== What to do ==
Copy every line below, requests included, and scale each x and y point coordinate in the answers by 0.25, rounding to whole numbers with halves rounded up. Leave the pictures out of your answer.

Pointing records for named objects
>> Begin
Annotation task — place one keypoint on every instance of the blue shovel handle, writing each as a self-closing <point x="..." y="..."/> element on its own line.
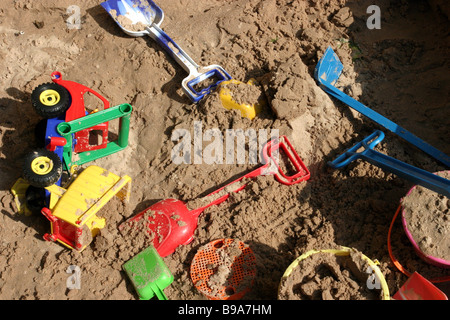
<point x="401" y="169"/>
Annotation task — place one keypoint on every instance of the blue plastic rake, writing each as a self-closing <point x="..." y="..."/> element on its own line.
<point x="327" y="73"/>
<point x="401" y="169"/>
>> End
== Response to this exercise ==
Annotation task — place one keypoint on every instance of the blue shovel handle, writing each as a self-closing <point x="..." y="..."/> element on its own line.
<point x="100" y="42"/>
Annotation task — place one keypoint on every instance of the blue plastic rake, writing each as a self-closing <point x="..." y="..."/> element on its own line.
<point x="82" y="18"/>
<point x="100" y="42"/>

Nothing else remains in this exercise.